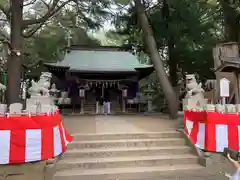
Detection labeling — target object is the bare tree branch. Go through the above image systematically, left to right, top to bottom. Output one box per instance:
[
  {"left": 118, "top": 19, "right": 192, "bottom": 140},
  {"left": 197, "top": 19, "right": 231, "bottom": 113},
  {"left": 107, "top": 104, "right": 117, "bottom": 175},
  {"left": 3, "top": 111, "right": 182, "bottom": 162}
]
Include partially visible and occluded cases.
[
  {"left": 23, "top": 0, "right": 71, "bottom": 28},
  {"left": 23, "top": 0, "right": 37, "bottom": 6},
  {"left": 0, "top": 4, "right": 11, "bottom": 20},
  {"left": 22, "top": 21, "right": 45, "bottom": 38}
]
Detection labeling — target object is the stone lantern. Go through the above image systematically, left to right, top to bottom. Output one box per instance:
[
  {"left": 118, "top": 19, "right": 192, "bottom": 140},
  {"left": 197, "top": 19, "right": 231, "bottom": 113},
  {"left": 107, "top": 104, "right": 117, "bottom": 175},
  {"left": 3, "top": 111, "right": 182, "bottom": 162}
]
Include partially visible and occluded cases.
[
  {"left": 144, "top": 84, "right": 153, "bottom": 112},
  {"left": 79, "top": 87, "right": 85, "bottom": 114}
]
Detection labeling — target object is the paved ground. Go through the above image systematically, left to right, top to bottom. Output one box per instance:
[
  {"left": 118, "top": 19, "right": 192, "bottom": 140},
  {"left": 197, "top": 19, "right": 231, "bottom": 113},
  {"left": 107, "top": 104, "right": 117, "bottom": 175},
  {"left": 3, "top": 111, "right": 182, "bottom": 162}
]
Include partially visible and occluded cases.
[
  {"left": 61, "top": 115, "right": 233, "bottom": 180},
  {"left": 64, "top": 115, "right": 177, "bottom": 133}
]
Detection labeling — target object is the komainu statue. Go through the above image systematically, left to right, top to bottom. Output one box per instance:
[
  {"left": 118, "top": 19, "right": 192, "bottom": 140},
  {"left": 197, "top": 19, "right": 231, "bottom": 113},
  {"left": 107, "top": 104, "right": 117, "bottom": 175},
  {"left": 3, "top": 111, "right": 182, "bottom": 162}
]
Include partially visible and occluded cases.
[
  {"left": 29, "top": 72, "right": 52, "bottom": 96},
  {"left": 183, "top": 74, "right": 206, "bottom": 109}
]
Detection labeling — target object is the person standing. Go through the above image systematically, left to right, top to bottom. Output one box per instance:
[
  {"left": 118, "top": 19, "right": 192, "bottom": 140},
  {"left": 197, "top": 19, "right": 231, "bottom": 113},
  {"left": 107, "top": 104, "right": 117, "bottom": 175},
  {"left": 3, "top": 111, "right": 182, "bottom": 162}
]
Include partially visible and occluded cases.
[
  {"left": 69, "top": 79, "right": 80, "bottom": 113},
  {"left": 227, "top": 154, "right": 240, "bottom": 180}
]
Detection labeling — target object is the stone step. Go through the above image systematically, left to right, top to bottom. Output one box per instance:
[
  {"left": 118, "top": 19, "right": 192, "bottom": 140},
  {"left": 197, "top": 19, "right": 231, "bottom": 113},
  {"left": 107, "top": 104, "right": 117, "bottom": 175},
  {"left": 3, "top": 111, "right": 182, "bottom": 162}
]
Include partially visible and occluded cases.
[
  {"left": 73, "top": 130, "right": 182, "bottom": 141},
  {"left": 68, "top": 138, "right": 185, "bottom": 149},
  {"left": 61, "top": 146, "right": 192, "bottom": 159},
  {"left": 56, "top": 154, "right": 198, "bottom": 171},
  {"left": 55, "top": 164, "right": 203, "bottom": 180}
]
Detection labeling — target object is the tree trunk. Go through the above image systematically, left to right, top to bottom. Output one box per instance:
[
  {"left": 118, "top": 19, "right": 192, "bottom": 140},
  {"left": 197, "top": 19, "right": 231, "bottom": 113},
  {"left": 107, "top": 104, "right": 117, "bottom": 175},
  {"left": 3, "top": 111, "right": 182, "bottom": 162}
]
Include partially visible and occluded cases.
[
  {"left": 7, "top": 0, "right": 23, "bottom": 105},
  {"left": 134, "top": 0, "right": 178, "bottom": 119},
  {"left": 220, "top": 0, "right": 239, "bottom": 42},
  {"left": 168, "top": 35, "right": 178, "bottom": 87}
]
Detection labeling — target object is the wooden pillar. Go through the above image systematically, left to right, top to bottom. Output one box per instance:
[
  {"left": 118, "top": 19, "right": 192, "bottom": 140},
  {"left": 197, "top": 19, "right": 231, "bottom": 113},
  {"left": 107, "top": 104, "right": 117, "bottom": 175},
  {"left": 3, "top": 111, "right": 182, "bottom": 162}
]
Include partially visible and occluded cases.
[{"left": 234, "top": 72, "right": 240, "bottom": 104}]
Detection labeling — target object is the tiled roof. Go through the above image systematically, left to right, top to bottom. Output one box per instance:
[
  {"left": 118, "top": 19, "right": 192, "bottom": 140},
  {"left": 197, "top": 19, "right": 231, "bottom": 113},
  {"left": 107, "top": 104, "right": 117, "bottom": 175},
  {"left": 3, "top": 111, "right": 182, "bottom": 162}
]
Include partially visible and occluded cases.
[{"left": 45, "top": 50, "right": 152, "bottom": 72}]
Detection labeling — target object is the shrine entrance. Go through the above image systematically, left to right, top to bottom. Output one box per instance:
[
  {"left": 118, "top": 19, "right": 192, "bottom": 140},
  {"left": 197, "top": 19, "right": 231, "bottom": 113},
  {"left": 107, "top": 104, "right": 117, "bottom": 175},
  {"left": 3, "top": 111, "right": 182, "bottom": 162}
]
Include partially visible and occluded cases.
[
  {"left": 44, "top": 46, "right": 154, "bottom": 114},
  {"left": 82, "top": 80, "right": 124, "bottom": 114}
]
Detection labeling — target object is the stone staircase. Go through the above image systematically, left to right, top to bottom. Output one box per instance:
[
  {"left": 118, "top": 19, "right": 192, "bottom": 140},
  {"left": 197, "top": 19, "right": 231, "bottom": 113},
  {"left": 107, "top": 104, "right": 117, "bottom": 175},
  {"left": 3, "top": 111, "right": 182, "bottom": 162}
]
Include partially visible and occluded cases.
[
  {"left": 84, "top": 101, "right": 96, "bottom": 114},
  {"left": 55, "top": 130, "right": 203, "bottom": 180}
]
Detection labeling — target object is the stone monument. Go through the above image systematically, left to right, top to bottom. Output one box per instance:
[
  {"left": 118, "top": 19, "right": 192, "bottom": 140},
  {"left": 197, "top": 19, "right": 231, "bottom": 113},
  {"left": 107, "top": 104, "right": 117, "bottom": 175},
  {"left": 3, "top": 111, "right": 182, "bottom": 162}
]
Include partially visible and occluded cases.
[
  {"left": 27, "top": 72, "right": 54, "bottom": 108},
  {"left": 183, "top": 74, "right": 207, "bottom": 109}
]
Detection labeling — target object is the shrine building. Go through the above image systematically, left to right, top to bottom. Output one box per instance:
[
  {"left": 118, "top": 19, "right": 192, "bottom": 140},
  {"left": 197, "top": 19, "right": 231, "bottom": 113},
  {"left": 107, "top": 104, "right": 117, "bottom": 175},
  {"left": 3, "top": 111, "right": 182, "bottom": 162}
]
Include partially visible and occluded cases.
[{"left": 44, "top": 45, "right": 154, "bottom": 113}]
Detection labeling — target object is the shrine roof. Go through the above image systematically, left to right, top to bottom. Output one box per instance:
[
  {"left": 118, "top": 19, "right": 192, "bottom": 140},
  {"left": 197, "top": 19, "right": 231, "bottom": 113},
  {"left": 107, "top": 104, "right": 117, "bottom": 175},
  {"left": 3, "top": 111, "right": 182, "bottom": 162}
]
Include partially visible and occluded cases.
[{"left": 45, "top": 47, "right": 153, "bottom": 72}]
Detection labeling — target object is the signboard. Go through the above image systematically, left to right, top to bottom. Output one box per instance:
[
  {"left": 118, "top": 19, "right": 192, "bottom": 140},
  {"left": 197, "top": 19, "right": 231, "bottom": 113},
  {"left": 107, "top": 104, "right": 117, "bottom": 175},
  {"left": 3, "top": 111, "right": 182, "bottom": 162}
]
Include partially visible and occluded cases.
[{"left": 220, "top": 78, "right": 230, "bottom": 97}]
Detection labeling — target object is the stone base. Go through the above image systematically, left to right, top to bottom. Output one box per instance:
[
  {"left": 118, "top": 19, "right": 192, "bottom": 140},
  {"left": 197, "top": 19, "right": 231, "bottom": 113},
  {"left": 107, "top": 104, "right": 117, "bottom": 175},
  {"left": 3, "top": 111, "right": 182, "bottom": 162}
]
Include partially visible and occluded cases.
[
  {"left": 27, "top": 96, "right": 54, "bottom": 105},
  {"left": 182, "top": 99, "right": 207, "bottom": 109},
  {"left": 0, "top": 160, "right": 56, "bottom": 180}
]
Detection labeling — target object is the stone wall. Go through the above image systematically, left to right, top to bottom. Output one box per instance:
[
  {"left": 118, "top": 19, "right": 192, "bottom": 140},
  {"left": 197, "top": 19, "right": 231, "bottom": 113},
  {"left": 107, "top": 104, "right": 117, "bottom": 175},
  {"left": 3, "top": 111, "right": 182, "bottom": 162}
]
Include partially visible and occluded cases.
[
  {"left": 184, "top": 104, "right": 240, "bottom": 113},
  {"left": 0, "top": 159, "right": 57, "bottom": 180}
]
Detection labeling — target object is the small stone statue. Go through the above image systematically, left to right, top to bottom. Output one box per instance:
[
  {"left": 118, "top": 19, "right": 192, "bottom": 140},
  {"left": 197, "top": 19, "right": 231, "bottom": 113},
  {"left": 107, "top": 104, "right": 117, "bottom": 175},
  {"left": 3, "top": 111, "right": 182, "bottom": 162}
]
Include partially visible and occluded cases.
[
  {"left": 29, "top": 72, "right": 52, "bottom": 96},
  {"left": 183, "top": 74, "right": 206, "bottom": 109},
  {"left": 185, "top": 74, "right": 204, "bottom": 98},
  {"left": 50, "top": 83, "right": 59, "bottom": 96}
]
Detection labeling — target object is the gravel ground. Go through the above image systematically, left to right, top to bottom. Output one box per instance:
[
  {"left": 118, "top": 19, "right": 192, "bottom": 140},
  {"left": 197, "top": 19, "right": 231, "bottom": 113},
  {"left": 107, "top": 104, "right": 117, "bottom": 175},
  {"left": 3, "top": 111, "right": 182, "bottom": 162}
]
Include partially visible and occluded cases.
[{"left": 64, "top": 116, "right": 234, "bottom": 180}]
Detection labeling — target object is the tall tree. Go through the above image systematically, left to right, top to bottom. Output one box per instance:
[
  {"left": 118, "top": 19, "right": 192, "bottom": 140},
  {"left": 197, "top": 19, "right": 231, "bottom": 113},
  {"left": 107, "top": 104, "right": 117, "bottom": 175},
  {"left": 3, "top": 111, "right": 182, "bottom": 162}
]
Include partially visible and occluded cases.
[
  {"left": 0, "top": 0, "right": 108, "bottom": 104},
  {"left": 134, "top": 0, "right": 178, "bottom": 119},
  {"left": 219, "top": 0, "right": 240, "bottom": 44}
]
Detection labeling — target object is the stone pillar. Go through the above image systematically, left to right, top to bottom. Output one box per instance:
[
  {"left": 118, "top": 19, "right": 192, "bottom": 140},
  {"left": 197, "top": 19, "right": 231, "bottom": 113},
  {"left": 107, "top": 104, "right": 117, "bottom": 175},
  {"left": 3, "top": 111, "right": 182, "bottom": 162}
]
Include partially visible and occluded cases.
[
  {"left": 144, "top": 85, "right": 153, "bottom": 112},
  {"left": 122, "top": 98, "right": 126, "bottom": 113},
  {"left": 80, "top": 99, "right": 84, "bottom": 114},
  {"left": 96, "top": 101, "right": 99, "bottom": 114},
  {"left": 0, "top": 160, "right": 56, "bottom": 180}
]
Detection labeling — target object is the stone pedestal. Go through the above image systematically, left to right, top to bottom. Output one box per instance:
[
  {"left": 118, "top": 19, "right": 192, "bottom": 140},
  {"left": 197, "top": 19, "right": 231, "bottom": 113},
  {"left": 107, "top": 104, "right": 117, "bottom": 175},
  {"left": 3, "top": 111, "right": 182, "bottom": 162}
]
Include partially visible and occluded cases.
[
  {"left": 27, "top": 96, "right": 54, "bottom": 105},
  {"left": 183, "top": 98, "right": 207, "bottom": 109},
  {"left": 0, "top": 160, "right": 56, "bottom": 180}
]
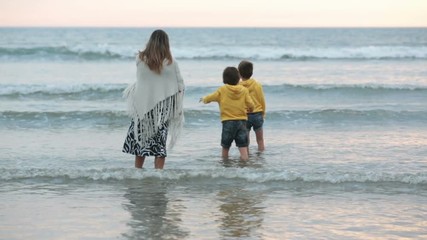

## WRITTEN EXERCISE
Pull out each line from the rows above that contains the string "pillar", matching case exactly, and copy those lines out.

## OUTPUT
Detection labeling — target object is the wooden pillar. Go through the above image systematically, left to right, top to bottom. Output one box per instance:
Detection labeling — target object is the stone pillar. Go through the above image systematically, left to right, top to bottom. Output one box per instance:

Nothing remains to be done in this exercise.